Collection entries

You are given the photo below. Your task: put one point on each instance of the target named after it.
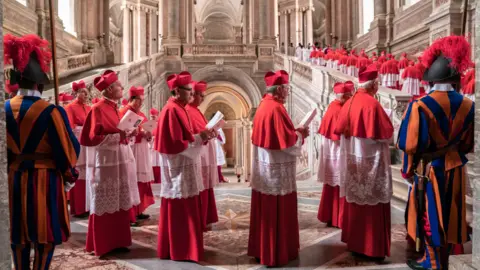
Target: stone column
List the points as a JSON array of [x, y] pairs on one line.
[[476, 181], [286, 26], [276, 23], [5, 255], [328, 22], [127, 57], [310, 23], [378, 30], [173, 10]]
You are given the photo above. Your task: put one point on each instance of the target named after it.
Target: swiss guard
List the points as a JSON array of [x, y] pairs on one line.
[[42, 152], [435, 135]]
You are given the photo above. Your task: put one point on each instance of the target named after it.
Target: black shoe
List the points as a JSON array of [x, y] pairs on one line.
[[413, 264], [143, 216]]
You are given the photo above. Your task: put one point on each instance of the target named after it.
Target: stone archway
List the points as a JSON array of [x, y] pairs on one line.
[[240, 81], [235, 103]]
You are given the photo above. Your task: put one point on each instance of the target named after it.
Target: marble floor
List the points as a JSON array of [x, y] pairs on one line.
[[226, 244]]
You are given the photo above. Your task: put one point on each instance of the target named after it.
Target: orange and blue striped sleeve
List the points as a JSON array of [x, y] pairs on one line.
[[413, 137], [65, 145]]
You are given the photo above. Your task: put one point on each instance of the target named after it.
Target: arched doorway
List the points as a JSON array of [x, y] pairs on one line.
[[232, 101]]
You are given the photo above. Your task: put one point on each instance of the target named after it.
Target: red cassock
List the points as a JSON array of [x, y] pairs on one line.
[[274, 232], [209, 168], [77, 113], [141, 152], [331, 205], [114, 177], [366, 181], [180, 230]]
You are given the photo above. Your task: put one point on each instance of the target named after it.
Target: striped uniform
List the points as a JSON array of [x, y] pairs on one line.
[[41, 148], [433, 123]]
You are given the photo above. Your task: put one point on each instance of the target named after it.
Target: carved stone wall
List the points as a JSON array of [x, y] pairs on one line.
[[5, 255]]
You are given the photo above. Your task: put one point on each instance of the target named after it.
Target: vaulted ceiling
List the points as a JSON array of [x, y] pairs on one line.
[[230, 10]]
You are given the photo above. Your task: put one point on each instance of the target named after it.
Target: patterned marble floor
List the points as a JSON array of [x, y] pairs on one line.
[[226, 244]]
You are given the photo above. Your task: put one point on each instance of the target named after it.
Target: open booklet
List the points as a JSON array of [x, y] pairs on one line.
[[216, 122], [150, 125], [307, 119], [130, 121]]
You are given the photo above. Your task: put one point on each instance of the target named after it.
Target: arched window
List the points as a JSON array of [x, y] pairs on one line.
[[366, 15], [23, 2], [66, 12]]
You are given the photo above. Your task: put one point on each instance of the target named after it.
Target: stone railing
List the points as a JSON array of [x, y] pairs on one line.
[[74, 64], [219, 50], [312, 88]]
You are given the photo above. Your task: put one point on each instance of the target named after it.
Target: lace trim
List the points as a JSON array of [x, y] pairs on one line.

◆ **About this task**
Only the text of the records is to be reproduced exactly; skip the pictures.

◆ **Exercise result**
You are given the photo below. Your task: put one point on each instance of the target named after it.
Target: stone column
List the points as a JSON array of [x, y] pairs on one line.
[[476, 181], [286, 26], [276, 23], [5, 255], [328, 22], [127, 57], [310, 23], [378, 30], [173, 10]]
You are given the photo above. Your task: put one point on each instance of the target named after it.
Target: swiss guard
List the points as a JSON array of [x, y] pairs on one line.
[[42, 152], [435, 135]]
You are given the photo above. Your task: put one point on each instance of the target named after it.
Target: black shoe
List the points as a JSON array of [x, y] pairs on one line.
[[413, 264], [143, 216]]
You are given the photo above. Your task: put one point on each instance of the target named after it.
Target: stone archway
List the points as a JSON array of [x, y] pairs on one line.
[[240, 81], [235, 103]]
You are given the photo above. Your task: put one point on each instance of the target named after it.
Target: marble floor
List the points as a JSON array of [x, y] pairs on one line.
[[226, 244]]
You are given the photo above. Your task: put one point on each instance of the target named after it.
Target: orange and blue striped sleeve
List the points as a JSON array of [x, y] pairs on one line.
[[413, 137], [65, 145]]
You are given the photo above. Your task: put one point on each instance of the target named after it.
Target: arched doorway
List the points as a JSON array of [x, y] pairs on one line.
[[232, 101]]
You are given the photo above. Your task: put one point on each instance of the target named after it.
Target: red cassock
List the points as a JSON array of [x, y] pairs on one line.
[[274, 232], [209, 168], [77, 113], [141, 152], [331, 205], [114, 177], [366, 181], [180, 230]]
You are given the photo above. Your task: put one point on each instance of the target named after it.
Target: striped uniform
List the points as a JSON array of [x, y] pairs on one line.
[[41, 148], [433, 123]]
You are given the photo above. Your task: put one point on each instance of the target named after it.
Target: carved stone wall
List the points as a JSON array of [x, y] pairs on one line.
[[5, 255]]
You are given the photo above. Your task: put one point on each instance of the target named after it.
Target: vaulted ceiling
List the points as a JSON array of [x, y] pairs on one line.
[[230, 10]]
You are given the photo above. Your task: put one point on each instance of the target named after it.
Target: patterned marble floor
List the points as a JSON array of [x, y] pairs on one line.
[[226, 244]]
You are given the photo above. Your task: put one point on each instance of the target named after it.
Target: open booklet
List the points as a JSON array of [x, y] pairs on one line.
[[216, 122], [150, 125], [307, 119], [130, 121]]
You are given the photo above. Your task: put one point on each instance of the target named after it.
Target: arched window
List the points as a JSON array of [x, y] pairs on one line.
[[366, 15], [23, 2], [66, 12]]
You are given the photo above. Your task: put one point on each instance of the target named after it.
Target: stone railing
List the points as a JSON array of [x, y] pairs on one line.
[[74, 64], [219, 50], [312, 88]]
You are given the photo above. Your task: put one point on each instance of the target named after it.
Target: lace trim
List the points as a JSON array of [x, y] pairs on one line.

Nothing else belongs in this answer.